** start PROVIDED PASSAGE **

Teaching

Kernel-based Learning to Rank with Syntactic and Semantic Structures

Abstract

In recent years, machine learning (ML) has been more and more used to solve complex tasks in different disciplines, ranging from Data Mining to Information Retrieval (IR) or Natural Language Processing (NLP). These tasks often require the processing of structured input. For example, NLP applications critically deal with syntactic and semantic structures. Modeling the latter in terms of feature vectors for ML algorithms requires large expertise, intuition and deep knowledge about the target linguistic phenomenon. Kernel Methods (KMs) are powerful ML techniques (see e.g., [5]), which can alleviate the data representation problem as they substitute scalar product between feature vectors with similarity functions (kernels) directly defined between training/test instances, e.g., syntactic trees, (thus features are not needed anymore). Additionally, kernel engineering, i.e., the composition or adaptation of several prototype kernels, facilitates the design of the similarity functions required for new tasks, e.g., [1, 2]. KMs can be very valuable for IR research, e.g., KMs allow us to easily exploit syntactic/semantic structures, e.g., dependency, constituency or shallow semantic structures, in learning to rank algorithms [3, 4]. In general, KMs can make it easier the use of NLP techniques in IR tasks.

Summary of the Content

This tutorial aims at introducing essential and simplified theory of Support Vector Machines (SVMs) and KMs for the design of practical applications. It describes effective kernels for easily engineering automatic classifiers and learning to rank algorithms, also using structured data and semantic processing. Some examples are drawn from well-known tasks, i.e., Question Answering and Passage Re-ranking, Short and Long Text Categorization, Relation Extraction, Named Entity Recognition, Co-Reference Resolution. Moreover, some practical demonstrations are given with SVM-Light-TK (tree kernel) toolkit. More in detail, best practices for successfully using KMs for IR and NLP are presented according to the following outline:

(i) a very brief introduction to SVMs (explained from an application viewpoint) and KM theory (the essential content for understanding practical procedures).
(ii) Presentation of kernel engineering building blocks, such as linear, polynomial, lexical, sequence and tree kernels, by focusing on their function, accuracy and efficiency rather than their mathematical characterization, so that they can be easily understood.
(iii) Illustration of important applications for which kernels achieve the state of the art, i.e., Question Classification, Question and Answer (passage) Reranking, Relation Extraction, coreference resolution and hierarchical text categorization. In this perspective kernels for reranking will be presented as an efficient and effective approach to learning dependencies between structured input and output.
(iv) Practical exercise on quick design of ML systems using SVM-Light-TK toolkit, which encodes several kernels in SVMs.
(v) Summary of the key points to engineer innovative and effective kernels starting from basic kernels and using systematic data transformations.
(vi) Presentation of the latest KM findings: kernel-based learning on large-scale with fast SVMs, generalized structural and semantic kernels and reverse kernel engineering.

References
[1] A. Moschitti. Efficient convolution kernels for dependency and constituent syntactic trees. In Proceedings of ECML, 2006.

** end PROVIDED PASSAGE **
** start RECORDS SHOWN **

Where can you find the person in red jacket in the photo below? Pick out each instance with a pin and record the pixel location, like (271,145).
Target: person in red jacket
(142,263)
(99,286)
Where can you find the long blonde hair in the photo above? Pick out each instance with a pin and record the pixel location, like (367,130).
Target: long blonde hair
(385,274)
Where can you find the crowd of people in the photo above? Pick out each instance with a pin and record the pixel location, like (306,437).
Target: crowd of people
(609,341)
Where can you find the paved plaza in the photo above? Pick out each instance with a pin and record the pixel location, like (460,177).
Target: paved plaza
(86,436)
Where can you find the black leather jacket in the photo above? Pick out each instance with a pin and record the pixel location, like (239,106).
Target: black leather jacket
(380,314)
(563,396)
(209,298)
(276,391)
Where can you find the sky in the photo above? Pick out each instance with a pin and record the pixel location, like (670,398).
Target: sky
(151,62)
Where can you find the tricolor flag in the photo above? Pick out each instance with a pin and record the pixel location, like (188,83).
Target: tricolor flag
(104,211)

** end RECORDS SHOWN **
** start RECORDS SHOWN **

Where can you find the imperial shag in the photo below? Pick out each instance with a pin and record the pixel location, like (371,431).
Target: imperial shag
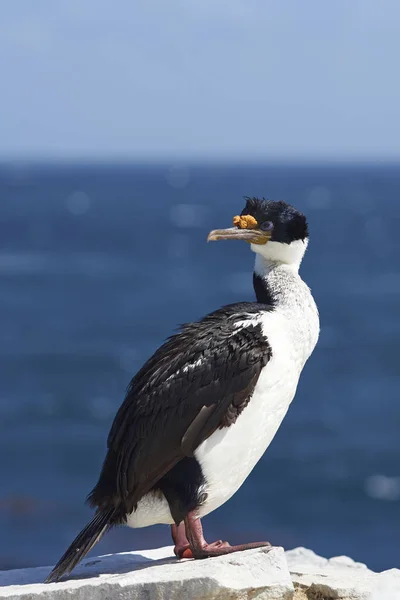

** end RECORDS SHOWN **
** start RECORDS SHOWN **

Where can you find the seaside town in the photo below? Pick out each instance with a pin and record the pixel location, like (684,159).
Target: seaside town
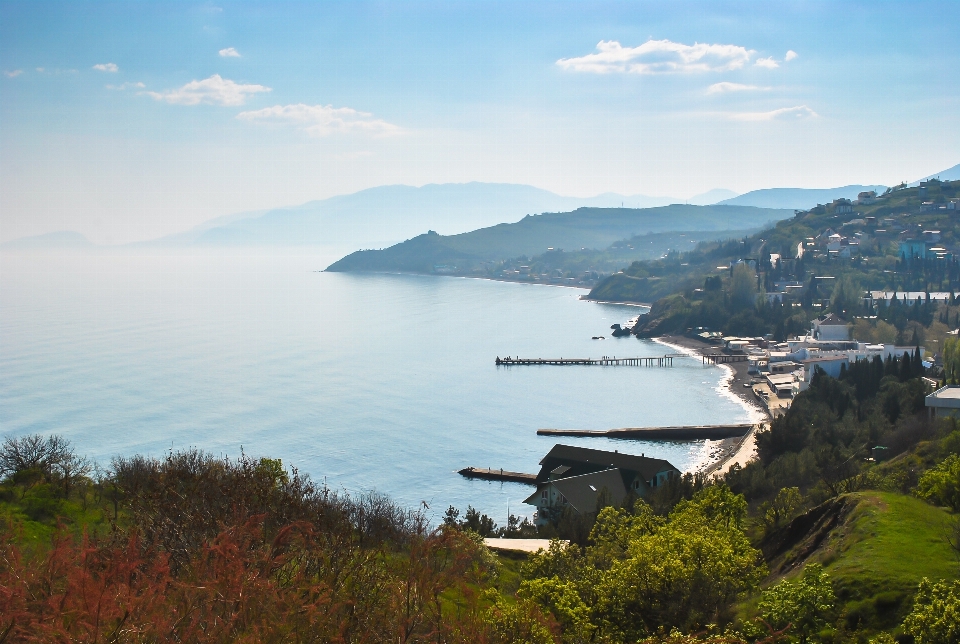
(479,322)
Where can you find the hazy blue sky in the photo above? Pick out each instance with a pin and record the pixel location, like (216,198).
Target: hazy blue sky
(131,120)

** end RECORDS SHOWN **

**OBJECTIVE 1**
Answer these questions using the kernel methods tutorial page:
(a) What do Kernel Methods substitute for the scalar product between feature vectors?
(b) Which toolkit is used for the practical demonstrations and exercise?
(c) Which kernel engineering building blocks does point (ii) of the outline list?
**OBJECTIVE 2**
Summarize the kernel methods tutorial page in two sentences.
**OBJECTIVE 3**
Continue the kernel methods tutorial page from the point where it stops.

**EXERCISE RESPONSE 1**
(a) Similarity functions (kernels) defined directly between training/test instances, such as syntactic trees.
(b) The SVM-Light-TK (tree kernel) toolkit.
(c) Linear, polynomial, lexical, sequence and tree kernels.

**EXERCISE RESPONSE 2**
Kernel Methods ease the data representation problem in machine learning by replacing feature vectors with similarity functions defined directly between structured instances, which makes syntactic and semantic structures easy to use in learning to rank and in other IR and NLP tasks. The tutorial introduces the essential theory of Support Vector Machines and Kernel Methods, presents kernel building blocks and state-of-the-art applications, provides practical exercises with the SVM-Light-TK toolkit, and covers kernel engineering principles and the latest findings.

**EXERCISE RESPONSE 3**
[2] A. Moschitti. Kernel methods, syntax and semantics for relational text categorization. In Proceeding of CIKM, 2008.
[3] A. Moschitti and S. Quarteroni. Linguistic kernels for answer re-ranking in question answering systems. Information Processing and Management, 2011.
[4] A. Severyn and A. Moschitti. Structural relationships for large-scale learning of answer re-ranking. In Proceedings of SIGIR, 2012.
[5] J. Shawe-Taylor and N. Cristianini. Kernel Methods for Pattern Analysis. Cambridge University Press, 2004

Other references are available at the Publication page.

Tutorial Outline (slightly different from the final one)

Outline and Motivation (10 min)

Kernel Machines (30 min)

- Perceptron

- Support Vector Machines

- Kernel Definition (Kernel Trick)

- Mercer's Conditions

- Kernel Operators

- Efficiency issue: when can we use kernels?

Basic Kernels and their Feature Spaces (35 min)

- Linear Kernel

- Polynomial Kernel

- Lexical Kernels

- String and Word Sequence Kernels

- Syntactic Tree Kernel, Partial Tree kernel (PTK), Semantic Syntactic Tree Kernel, Smoothed PTK

Classification with Kernels (30 min)

- Question Classification using constituency, dependency and semantic structures

- Question Classification (QC) in Jeopardy!

- Relation Extraction

- Coreference Resolution

Break (30 min)

Practical Exercise with SVM-Light-TK (30 min)

- The kernel toolkit, SVM-Light-TK

- Experiments in classroom on Question Classification

- Inspection of the input, output, and model files

- Passage reranking exercise (if there is time left)

Reranking with kernels (40 min)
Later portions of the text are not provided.